▶ _What you need to do_: Could you repeat, word for word, every line from the one containing "Each instance of the distant high-rise" through the final line of the records below, and nothing else?

(Coordinate annotation entries)
>>>>

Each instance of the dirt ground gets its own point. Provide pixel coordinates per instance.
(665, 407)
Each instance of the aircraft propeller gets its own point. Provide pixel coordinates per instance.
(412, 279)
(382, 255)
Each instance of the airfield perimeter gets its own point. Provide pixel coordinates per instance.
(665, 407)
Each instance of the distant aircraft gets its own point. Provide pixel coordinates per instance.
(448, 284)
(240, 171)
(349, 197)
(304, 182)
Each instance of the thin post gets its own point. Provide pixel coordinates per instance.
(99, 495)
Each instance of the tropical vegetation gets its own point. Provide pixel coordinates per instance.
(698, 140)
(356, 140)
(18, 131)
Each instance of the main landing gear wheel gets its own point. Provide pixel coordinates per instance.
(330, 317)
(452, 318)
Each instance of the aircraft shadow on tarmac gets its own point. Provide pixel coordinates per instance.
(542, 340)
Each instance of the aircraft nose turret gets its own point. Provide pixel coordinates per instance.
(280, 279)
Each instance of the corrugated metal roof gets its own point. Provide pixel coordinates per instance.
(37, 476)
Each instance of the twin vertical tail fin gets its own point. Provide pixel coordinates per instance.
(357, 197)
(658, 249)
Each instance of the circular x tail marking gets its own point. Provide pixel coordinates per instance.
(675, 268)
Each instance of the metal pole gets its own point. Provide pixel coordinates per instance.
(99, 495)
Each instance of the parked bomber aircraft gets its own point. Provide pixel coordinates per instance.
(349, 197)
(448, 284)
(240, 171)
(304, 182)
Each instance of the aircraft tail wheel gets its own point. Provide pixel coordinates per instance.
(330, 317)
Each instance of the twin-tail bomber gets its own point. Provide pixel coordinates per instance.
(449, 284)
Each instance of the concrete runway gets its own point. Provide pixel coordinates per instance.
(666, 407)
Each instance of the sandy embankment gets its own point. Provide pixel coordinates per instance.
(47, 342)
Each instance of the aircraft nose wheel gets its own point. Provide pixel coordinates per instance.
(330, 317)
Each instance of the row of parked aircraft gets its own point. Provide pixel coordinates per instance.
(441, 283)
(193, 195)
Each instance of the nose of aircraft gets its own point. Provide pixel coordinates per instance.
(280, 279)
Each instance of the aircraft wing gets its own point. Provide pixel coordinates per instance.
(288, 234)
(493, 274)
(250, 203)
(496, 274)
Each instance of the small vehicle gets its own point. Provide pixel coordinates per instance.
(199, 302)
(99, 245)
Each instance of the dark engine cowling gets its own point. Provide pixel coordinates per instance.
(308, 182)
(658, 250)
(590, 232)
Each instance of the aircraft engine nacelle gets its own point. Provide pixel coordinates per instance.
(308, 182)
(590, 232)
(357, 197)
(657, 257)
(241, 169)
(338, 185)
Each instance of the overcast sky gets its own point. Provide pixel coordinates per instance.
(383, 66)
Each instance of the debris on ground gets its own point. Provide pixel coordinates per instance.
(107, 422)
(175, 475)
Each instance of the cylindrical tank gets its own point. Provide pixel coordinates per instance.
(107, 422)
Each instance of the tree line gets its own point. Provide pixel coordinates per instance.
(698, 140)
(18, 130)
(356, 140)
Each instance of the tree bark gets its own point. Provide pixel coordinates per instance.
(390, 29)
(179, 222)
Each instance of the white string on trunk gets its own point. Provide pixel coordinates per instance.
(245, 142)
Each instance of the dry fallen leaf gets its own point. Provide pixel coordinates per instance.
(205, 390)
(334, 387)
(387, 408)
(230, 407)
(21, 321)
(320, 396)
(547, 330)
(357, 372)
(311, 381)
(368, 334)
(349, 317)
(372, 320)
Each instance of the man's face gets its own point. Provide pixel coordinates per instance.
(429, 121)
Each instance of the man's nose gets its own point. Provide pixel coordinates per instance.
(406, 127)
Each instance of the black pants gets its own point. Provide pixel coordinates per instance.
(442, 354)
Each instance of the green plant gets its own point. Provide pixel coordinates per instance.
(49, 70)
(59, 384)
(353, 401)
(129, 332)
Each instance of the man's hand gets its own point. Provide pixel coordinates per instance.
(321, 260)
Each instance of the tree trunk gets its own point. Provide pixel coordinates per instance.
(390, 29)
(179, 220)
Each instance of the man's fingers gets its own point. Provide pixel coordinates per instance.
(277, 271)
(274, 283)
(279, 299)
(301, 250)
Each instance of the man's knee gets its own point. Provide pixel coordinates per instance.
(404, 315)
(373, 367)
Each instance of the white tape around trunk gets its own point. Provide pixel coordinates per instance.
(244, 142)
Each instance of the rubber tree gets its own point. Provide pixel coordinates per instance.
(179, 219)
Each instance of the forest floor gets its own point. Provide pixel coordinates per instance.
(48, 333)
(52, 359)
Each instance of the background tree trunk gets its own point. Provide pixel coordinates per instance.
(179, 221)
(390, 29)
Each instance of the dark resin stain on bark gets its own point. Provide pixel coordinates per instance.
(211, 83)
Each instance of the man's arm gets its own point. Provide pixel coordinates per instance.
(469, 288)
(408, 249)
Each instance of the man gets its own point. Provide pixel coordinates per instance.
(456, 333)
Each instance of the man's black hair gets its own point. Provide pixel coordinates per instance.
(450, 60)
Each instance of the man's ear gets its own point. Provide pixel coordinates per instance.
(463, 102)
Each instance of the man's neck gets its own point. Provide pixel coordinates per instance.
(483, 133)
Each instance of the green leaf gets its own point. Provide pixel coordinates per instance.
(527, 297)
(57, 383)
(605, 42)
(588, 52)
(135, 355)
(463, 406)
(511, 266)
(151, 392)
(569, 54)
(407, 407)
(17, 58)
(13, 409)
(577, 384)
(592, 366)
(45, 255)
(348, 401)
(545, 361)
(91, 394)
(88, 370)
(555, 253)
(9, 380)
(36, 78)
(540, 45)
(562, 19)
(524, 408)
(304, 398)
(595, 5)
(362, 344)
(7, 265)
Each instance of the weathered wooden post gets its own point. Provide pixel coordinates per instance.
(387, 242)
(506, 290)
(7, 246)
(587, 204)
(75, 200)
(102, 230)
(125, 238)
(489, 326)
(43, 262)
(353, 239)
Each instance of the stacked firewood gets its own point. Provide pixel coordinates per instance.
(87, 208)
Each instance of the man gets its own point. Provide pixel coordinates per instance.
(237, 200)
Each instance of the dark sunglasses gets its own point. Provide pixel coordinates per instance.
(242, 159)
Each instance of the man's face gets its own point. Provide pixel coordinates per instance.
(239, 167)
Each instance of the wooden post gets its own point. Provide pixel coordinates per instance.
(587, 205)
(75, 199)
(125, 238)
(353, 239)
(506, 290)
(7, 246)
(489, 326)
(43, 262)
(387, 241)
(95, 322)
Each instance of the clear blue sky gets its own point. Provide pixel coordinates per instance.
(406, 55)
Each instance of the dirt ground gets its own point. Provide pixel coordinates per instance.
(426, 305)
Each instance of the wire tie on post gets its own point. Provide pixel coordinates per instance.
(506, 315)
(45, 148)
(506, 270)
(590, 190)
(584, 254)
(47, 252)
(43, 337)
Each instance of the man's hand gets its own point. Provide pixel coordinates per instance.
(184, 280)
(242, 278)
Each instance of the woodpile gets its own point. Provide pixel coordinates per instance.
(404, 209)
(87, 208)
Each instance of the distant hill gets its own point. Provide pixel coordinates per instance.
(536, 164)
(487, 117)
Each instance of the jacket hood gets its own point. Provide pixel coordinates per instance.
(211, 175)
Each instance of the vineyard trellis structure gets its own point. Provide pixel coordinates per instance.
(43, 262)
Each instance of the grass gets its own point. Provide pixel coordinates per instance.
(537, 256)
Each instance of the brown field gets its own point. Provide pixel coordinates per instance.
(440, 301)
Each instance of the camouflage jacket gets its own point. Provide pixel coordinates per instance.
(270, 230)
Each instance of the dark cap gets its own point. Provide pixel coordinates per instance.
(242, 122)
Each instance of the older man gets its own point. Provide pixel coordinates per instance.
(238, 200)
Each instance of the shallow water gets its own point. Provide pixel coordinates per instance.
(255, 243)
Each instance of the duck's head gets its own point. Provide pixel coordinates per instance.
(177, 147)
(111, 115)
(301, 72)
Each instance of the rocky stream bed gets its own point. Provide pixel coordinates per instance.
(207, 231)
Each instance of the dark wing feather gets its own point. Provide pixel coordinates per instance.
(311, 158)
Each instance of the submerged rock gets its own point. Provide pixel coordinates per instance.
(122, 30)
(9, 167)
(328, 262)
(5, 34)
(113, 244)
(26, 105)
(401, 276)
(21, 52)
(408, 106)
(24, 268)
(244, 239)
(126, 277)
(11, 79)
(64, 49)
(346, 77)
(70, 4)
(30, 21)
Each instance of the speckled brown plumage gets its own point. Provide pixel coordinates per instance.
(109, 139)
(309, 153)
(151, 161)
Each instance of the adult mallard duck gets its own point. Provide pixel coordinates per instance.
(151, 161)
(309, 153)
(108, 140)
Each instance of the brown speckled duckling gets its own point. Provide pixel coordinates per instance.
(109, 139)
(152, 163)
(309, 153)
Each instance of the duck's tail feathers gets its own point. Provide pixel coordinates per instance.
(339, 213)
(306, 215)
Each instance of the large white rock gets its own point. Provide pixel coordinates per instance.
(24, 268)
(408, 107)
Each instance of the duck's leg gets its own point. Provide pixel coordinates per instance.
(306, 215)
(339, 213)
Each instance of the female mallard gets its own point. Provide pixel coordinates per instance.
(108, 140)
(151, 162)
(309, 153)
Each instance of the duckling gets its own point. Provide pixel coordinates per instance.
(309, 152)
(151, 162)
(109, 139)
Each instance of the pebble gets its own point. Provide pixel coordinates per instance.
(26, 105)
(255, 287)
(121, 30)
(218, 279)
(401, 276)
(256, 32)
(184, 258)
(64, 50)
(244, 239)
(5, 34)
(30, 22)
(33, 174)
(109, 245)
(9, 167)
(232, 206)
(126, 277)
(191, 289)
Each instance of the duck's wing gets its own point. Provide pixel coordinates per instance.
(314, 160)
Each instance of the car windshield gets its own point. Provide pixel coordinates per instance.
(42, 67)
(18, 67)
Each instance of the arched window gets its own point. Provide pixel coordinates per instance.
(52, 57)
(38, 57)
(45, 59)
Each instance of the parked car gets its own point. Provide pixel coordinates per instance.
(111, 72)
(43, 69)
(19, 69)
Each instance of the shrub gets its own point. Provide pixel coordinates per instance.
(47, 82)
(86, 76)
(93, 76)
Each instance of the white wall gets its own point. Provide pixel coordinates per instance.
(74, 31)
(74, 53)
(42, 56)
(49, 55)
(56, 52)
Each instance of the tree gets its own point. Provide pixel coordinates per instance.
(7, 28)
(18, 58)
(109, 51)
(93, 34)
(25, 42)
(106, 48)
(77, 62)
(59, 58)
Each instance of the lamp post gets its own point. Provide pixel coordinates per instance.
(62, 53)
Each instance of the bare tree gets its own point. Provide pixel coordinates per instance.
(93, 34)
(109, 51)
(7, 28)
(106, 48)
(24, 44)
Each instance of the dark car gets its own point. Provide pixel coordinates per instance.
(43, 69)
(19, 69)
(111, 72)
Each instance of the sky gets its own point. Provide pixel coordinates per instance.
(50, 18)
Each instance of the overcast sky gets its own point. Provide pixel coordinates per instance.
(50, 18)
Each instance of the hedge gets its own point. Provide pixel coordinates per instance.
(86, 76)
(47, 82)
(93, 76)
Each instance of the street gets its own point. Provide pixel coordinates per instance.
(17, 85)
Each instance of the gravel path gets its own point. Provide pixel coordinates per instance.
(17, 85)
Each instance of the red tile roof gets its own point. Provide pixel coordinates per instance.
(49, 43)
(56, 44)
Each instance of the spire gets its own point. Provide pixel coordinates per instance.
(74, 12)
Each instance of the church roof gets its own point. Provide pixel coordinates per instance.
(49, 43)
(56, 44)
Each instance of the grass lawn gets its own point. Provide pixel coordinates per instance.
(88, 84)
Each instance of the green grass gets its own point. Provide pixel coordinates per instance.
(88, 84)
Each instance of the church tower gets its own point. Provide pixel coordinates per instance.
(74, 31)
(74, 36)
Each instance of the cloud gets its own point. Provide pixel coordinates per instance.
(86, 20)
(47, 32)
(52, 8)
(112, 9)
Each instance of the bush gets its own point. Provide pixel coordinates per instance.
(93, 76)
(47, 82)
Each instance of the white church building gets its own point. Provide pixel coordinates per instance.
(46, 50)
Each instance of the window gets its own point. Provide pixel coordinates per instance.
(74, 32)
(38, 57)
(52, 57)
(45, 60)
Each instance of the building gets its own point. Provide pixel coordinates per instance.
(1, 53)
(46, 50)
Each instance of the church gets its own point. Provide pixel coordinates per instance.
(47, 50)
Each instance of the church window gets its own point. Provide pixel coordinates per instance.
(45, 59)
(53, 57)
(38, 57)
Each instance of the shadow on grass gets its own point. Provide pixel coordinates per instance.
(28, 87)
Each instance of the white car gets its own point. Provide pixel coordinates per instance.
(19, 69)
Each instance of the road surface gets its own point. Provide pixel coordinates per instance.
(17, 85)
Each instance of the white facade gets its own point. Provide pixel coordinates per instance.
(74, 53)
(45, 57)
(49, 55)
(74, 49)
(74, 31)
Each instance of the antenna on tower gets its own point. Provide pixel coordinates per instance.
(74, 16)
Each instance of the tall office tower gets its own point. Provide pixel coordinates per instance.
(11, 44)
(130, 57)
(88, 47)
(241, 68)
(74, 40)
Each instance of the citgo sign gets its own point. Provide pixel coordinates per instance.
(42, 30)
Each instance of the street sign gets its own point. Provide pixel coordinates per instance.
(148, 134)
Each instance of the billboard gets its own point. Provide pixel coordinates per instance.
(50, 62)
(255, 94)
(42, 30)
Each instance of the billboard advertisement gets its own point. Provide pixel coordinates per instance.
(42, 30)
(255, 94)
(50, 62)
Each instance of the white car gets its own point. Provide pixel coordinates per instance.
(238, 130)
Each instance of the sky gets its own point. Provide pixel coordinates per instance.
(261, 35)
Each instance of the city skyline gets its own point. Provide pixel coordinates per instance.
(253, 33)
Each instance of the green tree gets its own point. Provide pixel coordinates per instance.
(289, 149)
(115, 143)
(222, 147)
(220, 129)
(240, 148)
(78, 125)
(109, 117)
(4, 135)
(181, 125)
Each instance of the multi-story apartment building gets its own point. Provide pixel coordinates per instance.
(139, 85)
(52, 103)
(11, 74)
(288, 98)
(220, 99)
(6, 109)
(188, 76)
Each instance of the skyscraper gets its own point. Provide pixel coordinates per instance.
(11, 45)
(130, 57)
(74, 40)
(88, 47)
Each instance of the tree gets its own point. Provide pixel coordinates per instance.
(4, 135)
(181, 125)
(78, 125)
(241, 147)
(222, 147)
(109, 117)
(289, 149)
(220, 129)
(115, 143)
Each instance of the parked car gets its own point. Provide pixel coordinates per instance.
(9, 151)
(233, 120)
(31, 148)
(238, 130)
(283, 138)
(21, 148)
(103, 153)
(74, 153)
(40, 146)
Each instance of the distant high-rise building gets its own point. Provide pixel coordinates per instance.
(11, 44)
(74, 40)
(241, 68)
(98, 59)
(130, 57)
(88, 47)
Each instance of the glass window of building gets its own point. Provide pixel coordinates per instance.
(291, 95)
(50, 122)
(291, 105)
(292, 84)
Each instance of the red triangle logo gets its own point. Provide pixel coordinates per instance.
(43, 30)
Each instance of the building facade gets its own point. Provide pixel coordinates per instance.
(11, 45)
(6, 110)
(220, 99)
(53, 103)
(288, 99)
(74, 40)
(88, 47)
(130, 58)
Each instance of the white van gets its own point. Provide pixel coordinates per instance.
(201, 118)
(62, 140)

<<<<

▶ _Correct output_:
Each instance of the distant high-rise building gets its own point. Provide pixel coordinates per instance.
(11, 44)
(74, 40)
(241, 68)
(98, 59)
(130, 57)
(88, 47)
Each instance of the glass window of building gets its own point. Provide pixel coordinates per instance.
(291, 95)
(50, 122)
(291, 105)
(292, 84)
Each instance of the red triangle logo gets its own point. Provide pixel coordinates per instance.
(43, 30)
Each instance of the building facade gets its own point. Provide pixel coordinates per instance.
(11, 45)
(6, 110)
(220, 99)
(53, 103)
(288, 99)
(74, 40)
(88, 47)
(130, 58)
Each instance of the white van gets its own point. Provide pixel coordinates per instance.
(201, 118)
(62, 140)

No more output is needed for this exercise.